# [Data shown]
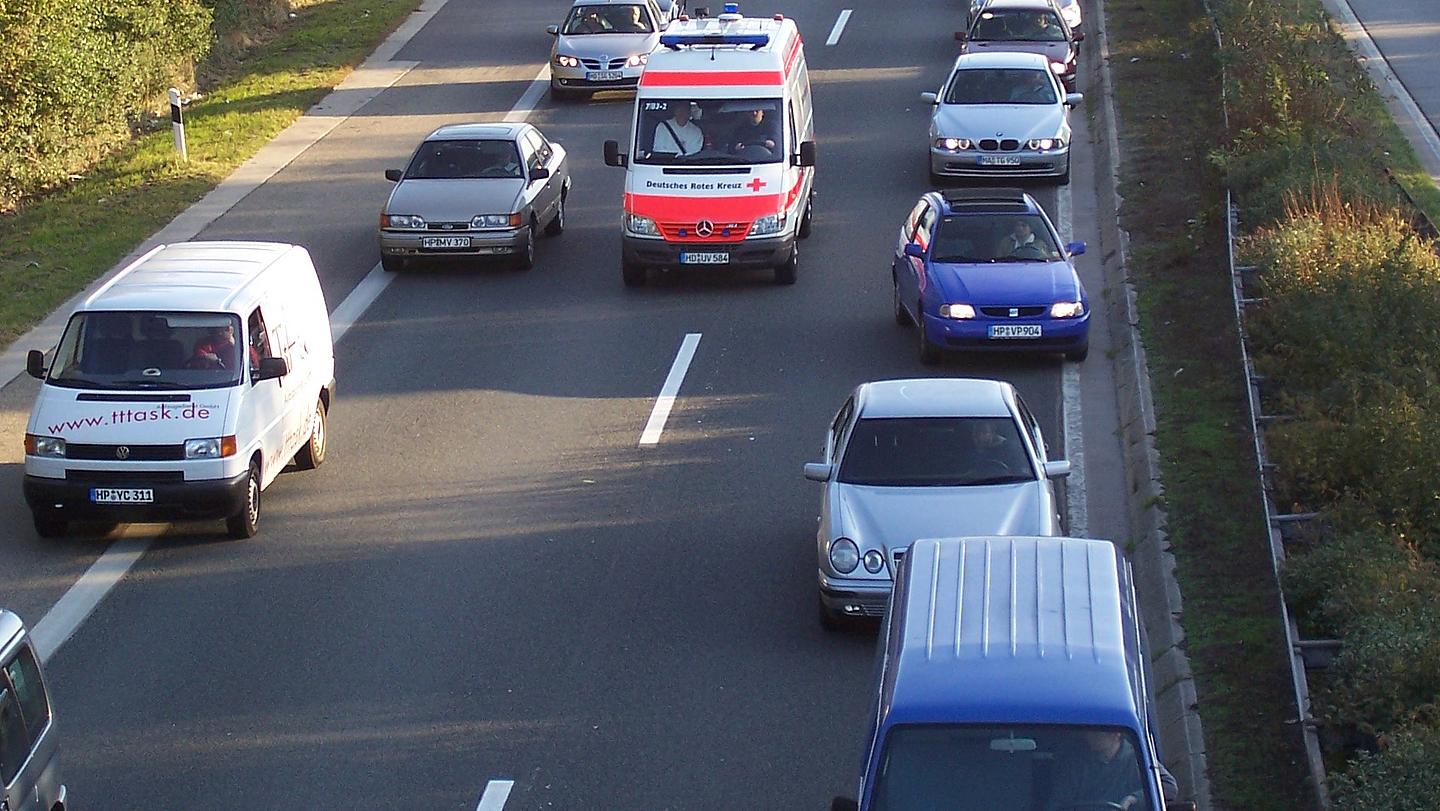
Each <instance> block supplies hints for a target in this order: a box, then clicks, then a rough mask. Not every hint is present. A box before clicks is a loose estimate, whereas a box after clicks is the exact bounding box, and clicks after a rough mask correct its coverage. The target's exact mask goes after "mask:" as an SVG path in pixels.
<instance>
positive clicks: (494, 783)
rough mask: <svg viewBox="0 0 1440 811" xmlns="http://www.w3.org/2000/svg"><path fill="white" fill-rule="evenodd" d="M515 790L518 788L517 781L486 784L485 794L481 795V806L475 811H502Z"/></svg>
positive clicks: (497, 782) (480, 803)
mask: <svg viewBox="0 0 1440 811" xmlns="http://www.w3.org/2000/svg"><path fill="white" fill-rule="evenodd" d="M513 788H516V781H501V779H495V781H490V782H488V784H485V792H484V794H481V795H480V805H477V807H475V811H500V810H501V808H504V807H505V801H507V799H510V789H513Z"/></svg>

# [Work to be completed]
What is needed is the exact run of lines from the start of the data through the line with "rough mask: <svg", both ends included, minus the pictures.

# [Answer to this problem]
Each <instance> block supplies hints for a target in this order: a box, then clicks, then a rough mask. Not every hint is present. A box before clicks is a loose estimate, whereas a box after clicks is the exact bounding box, and clicks after a rough mask correct its coverage. The target's exact mask goes after "mask:" as an SVG path in pixels.
<instance>
positive clicks: (494, 783)
rough mask: <svg viewBox="0 0 1440 811" xmlns="http://www.w3.org/2000/svg"><path fill="white" fill-rule="evenodd" d="M515 790L518 788L517 781L486 784L485 794L481 795V806L475 811H502Z"/></svg>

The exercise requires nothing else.